List the entries below as a numbered list, from the start of the entries through the line containing "146 197 429 484", skipping blank lines. Leave out the pictures.

* _Material to process_
* Begin *
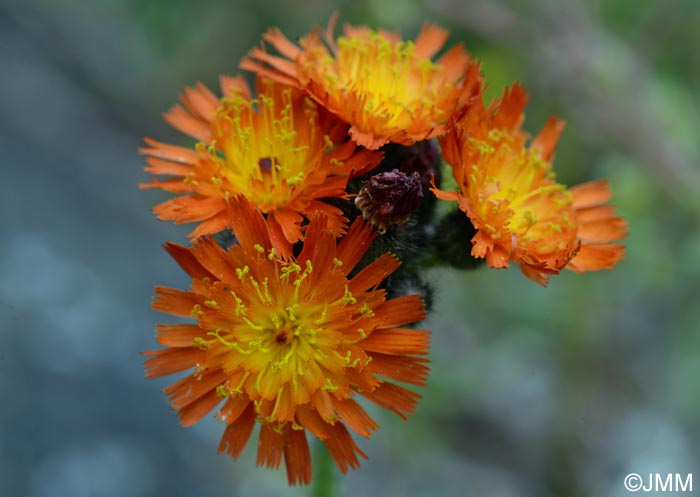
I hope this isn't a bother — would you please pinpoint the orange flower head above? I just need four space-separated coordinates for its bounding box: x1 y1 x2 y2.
141 77 382 255
241 16 481 149
433 85 627 285
145 197 429 485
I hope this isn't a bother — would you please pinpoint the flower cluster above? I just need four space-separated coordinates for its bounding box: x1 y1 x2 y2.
141 17 626 484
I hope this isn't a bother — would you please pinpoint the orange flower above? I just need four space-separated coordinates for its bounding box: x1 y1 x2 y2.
433 85 627 285
145 198 429 485
241 16 481 149
141 76 382 255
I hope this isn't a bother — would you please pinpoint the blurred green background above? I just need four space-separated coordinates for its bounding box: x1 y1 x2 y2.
0 0 700 497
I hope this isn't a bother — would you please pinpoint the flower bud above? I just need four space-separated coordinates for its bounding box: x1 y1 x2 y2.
355 169 423 233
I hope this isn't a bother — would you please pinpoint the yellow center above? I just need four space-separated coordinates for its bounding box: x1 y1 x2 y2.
469 131 576 253
212 89 328 212
200 246 372 414
309 32 454 127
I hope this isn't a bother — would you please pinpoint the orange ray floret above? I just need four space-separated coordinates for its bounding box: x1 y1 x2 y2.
145 197 429 485
141 76 382 255
433 85 627 285
241 16 481 149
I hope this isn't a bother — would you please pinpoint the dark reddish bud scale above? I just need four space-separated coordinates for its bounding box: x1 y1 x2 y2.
355 169 423 233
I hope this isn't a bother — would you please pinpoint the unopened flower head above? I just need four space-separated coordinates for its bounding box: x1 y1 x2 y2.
355 169 423 233
433 85 627 285
241 17 481 149
141 77 381 255
146 197 429 484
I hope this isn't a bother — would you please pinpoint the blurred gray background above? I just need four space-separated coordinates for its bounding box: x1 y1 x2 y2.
0 0 700 497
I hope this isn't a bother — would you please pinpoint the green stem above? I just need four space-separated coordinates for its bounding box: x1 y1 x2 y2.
313 441 336 497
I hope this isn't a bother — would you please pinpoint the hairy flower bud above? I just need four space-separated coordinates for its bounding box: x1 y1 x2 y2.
355 169 423 233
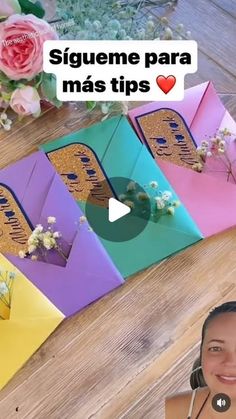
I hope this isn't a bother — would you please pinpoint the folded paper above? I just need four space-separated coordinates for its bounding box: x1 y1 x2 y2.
129 82 236 237
0 152 123 317
43 116 202 277
0 254 65 389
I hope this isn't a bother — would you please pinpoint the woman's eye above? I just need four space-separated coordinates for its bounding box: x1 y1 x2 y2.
208 346 222 352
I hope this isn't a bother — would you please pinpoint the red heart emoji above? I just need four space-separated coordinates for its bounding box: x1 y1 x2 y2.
156 76 176 95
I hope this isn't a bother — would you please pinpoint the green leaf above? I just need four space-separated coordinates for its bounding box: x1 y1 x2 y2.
86 100 97 111
19 0 45 18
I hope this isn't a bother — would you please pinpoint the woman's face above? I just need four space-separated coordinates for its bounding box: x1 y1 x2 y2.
202 313 236 400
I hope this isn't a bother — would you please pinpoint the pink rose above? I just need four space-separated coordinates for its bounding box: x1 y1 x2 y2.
0 0 21 17
10 86 41 117
0 15 58 80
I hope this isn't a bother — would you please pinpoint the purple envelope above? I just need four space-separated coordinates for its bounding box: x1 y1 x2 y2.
0 151 124 317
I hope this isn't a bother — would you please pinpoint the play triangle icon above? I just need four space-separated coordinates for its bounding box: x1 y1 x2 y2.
108 198 131 223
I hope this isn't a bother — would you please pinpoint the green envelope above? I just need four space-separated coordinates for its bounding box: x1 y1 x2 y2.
41 116 203 278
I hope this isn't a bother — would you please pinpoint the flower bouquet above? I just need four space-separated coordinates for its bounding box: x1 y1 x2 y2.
0 0 61 130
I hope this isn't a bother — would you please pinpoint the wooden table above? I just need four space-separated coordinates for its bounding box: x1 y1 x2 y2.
0 0 236 419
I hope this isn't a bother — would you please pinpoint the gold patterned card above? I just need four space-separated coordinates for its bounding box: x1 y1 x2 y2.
136 108 199 168
0 184 32 255
47 143 114 207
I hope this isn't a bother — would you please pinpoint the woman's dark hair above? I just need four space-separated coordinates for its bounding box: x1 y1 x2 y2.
190 301 236 389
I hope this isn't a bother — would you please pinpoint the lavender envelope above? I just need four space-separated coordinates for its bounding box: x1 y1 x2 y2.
129 82 236 237
0 152 123 317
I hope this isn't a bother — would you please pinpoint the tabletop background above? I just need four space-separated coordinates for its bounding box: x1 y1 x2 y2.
0 0 236 419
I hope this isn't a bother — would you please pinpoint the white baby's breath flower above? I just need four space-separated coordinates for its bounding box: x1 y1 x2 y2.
0 281 9 296
28 233 39 247
172 201 181 208
219 140 225 148
162 191 172 201
0 112 7 121
53 231 61 239
124 199 134 209
28 244 37 254
126 180 136 192
155 196 165 209
120 102 129 115
33 224 43 234
149 180 158 189
167 207 175 215
119 194 127 202
137 192 149 201
48 217 57 224
43 235 56 250
18 250 26 259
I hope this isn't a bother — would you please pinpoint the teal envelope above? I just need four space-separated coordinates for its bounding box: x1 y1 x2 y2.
42 116 203 277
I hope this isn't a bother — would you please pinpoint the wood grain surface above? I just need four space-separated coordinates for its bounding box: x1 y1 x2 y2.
0 0 236 419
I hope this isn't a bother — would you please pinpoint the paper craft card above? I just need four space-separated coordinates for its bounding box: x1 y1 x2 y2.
0 152 123 317
40 116 202 277
0 254 65 389
129 82 236 237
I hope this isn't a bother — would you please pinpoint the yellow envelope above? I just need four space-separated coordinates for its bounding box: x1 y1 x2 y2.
0 254 65 389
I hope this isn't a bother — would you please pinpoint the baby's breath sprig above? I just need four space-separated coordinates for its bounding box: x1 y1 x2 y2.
19 216 67 260
119 180 181 222
192 128 236 183
0 112 12 131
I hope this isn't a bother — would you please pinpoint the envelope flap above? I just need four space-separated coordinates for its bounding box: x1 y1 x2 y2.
189 83 226 145
128 82 209 138
0 254 63 325
0 318 64 388
42 117 120 161
158 159 236 237
129 145 202 240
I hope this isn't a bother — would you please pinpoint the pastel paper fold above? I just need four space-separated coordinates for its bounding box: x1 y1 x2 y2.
42 116 202 277
129 82 236 237
0 151 123 317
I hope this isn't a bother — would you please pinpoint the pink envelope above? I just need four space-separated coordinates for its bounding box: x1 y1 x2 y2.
129 82 236 237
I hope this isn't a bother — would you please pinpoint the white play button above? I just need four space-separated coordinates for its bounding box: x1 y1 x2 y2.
108 198 131 223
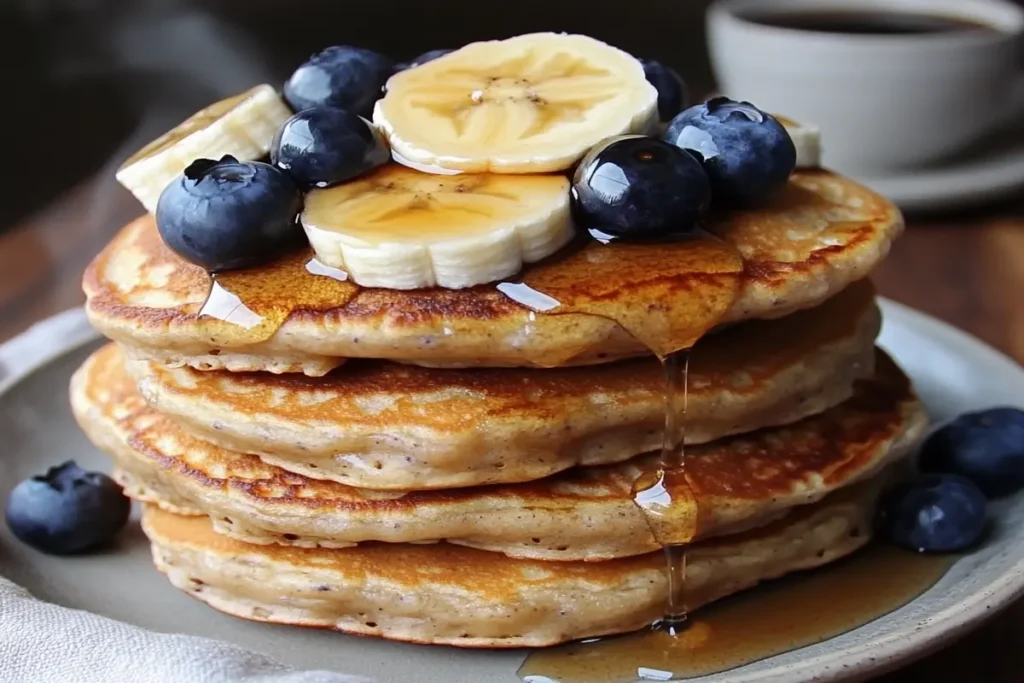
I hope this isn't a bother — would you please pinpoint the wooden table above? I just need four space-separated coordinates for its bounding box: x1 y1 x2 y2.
0 177 1024 683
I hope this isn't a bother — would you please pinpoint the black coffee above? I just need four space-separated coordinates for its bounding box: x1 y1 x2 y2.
750 9 995 35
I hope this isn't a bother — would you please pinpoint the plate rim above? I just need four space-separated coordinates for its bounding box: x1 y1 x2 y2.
0 305 1024 683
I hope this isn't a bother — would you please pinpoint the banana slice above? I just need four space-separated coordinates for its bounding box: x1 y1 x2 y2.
117 85 292 213
302 164 573 290
775 116 821 168
374 33 657 173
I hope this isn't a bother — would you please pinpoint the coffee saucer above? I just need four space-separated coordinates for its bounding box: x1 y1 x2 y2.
848 114 1024 211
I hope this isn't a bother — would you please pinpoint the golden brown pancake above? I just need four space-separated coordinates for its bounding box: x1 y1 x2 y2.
123 282 880 489
72 342 926 560
142 475 887 647
84 170 902 375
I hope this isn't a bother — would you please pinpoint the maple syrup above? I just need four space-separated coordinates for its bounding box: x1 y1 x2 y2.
193 249 359 346
188 210 951 683
518 544 956 683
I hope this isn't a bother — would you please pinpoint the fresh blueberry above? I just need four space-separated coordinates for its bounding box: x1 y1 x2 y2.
641 59 690 121
270 106 391 189
921 408 1024 498
284 45 395 117
879 474 988 553
396 49 455 71
4 461 131 555
572 135 711 240
665 97 797 207
157 157 302 272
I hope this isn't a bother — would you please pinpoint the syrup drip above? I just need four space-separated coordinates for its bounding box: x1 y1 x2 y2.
633 349 699 634
518 545 956 683
498 232 743 651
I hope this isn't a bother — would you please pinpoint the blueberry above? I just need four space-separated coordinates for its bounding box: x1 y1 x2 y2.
665 97 797 207
921 408 1024 498
571 135 711 240
270 106 391 188
879 474 988 553
396 49 455 71
284 45 395 117
641 59 690 121
157 157 302 272
4 461 131 555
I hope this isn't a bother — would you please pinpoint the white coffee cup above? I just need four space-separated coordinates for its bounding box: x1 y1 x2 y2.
708 0 1024 172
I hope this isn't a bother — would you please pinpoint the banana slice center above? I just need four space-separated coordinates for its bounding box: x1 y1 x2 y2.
408 50 626 142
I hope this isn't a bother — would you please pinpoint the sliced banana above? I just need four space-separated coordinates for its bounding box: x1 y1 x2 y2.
302 164 573 290
374 33 657 173
775 116 821 168
117 85 292 213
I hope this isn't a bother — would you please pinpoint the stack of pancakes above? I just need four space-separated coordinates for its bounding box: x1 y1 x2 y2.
72 170 925 647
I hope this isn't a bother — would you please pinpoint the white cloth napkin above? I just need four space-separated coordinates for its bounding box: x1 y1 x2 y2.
0 579 371 683
0 308 372 683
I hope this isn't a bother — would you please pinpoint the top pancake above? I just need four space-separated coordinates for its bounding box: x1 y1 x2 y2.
84 170 902 375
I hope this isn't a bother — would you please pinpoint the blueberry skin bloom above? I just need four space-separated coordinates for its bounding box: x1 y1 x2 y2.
156 156 303 272
270 106 391 189
4 461 131 555
879 474 988 553
284 45 395 117
665 97 797 208
571 135 711 240
920 408 1024 498
640 59 690 122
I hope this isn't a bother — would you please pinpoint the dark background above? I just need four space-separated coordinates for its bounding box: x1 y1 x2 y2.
0 0 711 230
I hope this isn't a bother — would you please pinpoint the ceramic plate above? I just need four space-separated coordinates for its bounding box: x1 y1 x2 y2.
0 302 1024 683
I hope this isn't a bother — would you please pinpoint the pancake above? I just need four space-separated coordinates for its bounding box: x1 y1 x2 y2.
84 170 902 375
123 282 880 489
72 342 926 560
142 477 884 647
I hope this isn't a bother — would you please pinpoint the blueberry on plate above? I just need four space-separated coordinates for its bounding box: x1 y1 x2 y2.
920 408 1024 498
640 59 689 122
270 106 391 189
396 49 455 71
4 461 131 555
157 156 303 272
665 97 797 207
879 474 988 553
284 45 395 117
571 135 711 240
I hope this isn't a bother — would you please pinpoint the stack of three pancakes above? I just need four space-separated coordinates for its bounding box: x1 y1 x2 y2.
72 171 925 647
* End *
* _Response for this exercise_
1. I hope this isn't a bother — would you please pinpoint the orange flower head above? I just need four space-separated coordinates for its bounding box: x1 y1 x2 y2.
2. 141 77 382 255
3. 241 16 481 149
4. 433 85 627 285
5. 145 197 429 485
6. I hope this isn't a bother — would you please pinpoint the flower cluster above? I just need four space-separated coordinates for its bounding box: x1 y1 x2 y2.
7. 141 17 626 484
8. I hope this isn't a bother — would you please pinpoint the orange flower above? I just need four space-separated coordinates for its bounding box: x1 y1 x2 y2.
9. 433 85 627 285
10. 145 198 429 485
11. 241 16 481 149
12. 141 76 382 255
13. I hope this isn't a bother — would you please pinpoint the blurred green background above? I just need four space-separated coordinates for its bounding box: x1 y1 x2 y2.
14. 0 0 700 497
15. I hope this isn't a bother — would you please pinpoint the flower bud above? I just need four space-separated coordinates for its bounding box: x1 y1 x2 y2.
16. 355 169 423 233
17. I hope this isn't a bother — would you please pinpoint the yellow center above? I just need four space-separated coordinates for its bounding box: x1 y1 x2 y2.
18. 469 131 576 253
19. 212 89 328 212
20. 200 246 372 414
21. 309 32 454 127
22. I hope this isn't a bother — would you please pinpoint the orange ray floret above? I just need four space-separated coordinates for its bounding box: x1 y1 x2 y2.
23. 145 197 429 485
24. 141 76 382 255
25. 433 85 627 285
26. 241 16 481 149
27. I hope this isn't a bother — would you please pinpoint the dark reddish bud scale above? I just need four space-separated coordinates for its bounding box: x1 y1 x2 y2.
28. 355 169 423 233
29. I hope this isn't a bother — would you please pinpoint the unopened flower head above? I just need four space-separated coordinates for its bounding box: x1 y1 x2 y2.
30. 355 169 423 233
31. 433 85 627 285
32. 241 17 481 149
33. 141 77 381 255
34. 146 197 429 484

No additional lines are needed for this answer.